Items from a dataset

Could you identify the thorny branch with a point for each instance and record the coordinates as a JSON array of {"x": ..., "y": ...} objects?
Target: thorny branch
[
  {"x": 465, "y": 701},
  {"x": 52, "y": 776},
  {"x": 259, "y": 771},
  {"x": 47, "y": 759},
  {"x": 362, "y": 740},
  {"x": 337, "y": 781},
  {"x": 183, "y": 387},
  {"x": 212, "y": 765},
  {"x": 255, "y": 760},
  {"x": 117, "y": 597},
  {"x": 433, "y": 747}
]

--

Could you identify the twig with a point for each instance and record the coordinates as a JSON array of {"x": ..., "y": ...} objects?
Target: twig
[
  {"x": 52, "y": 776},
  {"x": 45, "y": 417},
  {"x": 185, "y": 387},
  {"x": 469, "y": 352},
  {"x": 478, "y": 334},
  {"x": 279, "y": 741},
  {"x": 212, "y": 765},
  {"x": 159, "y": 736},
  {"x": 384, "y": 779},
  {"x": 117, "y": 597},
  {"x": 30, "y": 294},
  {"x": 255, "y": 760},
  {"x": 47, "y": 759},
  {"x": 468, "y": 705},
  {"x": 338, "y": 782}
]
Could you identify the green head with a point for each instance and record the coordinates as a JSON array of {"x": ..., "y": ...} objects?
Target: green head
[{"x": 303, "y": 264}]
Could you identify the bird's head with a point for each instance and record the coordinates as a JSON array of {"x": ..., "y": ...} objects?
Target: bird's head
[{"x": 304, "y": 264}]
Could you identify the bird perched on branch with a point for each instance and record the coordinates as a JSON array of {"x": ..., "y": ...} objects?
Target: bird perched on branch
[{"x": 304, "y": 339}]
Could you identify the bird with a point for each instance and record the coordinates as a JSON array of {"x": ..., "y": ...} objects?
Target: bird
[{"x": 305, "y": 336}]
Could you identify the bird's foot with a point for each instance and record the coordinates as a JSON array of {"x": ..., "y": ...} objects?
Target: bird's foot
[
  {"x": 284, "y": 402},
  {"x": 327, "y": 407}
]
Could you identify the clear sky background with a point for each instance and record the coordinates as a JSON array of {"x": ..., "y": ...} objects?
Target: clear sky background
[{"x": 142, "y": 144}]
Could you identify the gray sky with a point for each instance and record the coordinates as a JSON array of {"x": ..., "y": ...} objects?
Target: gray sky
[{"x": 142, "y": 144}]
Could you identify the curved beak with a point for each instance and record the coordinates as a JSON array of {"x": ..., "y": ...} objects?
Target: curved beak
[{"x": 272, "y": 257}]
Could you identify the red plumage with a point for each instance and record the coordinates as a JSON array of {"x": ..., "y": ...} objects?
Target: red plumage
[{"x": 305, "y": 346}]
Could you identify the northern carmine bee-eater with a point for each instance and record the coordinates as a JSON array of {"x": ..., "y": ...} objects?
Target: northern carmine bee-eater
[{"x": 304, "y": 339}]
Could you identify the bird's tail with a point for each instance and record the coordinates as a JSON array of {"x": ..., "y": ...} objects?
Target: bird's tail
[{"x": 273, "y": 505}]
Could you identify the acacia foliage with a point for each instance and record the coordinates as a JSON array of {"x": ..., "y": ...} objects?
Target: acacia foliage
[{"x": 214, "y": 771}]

→ **OBJECTIVE**: Count the lines in the records that contain the string "clear". Reply with the number alone.

→ **OUTPUT OF THE TASK**: 2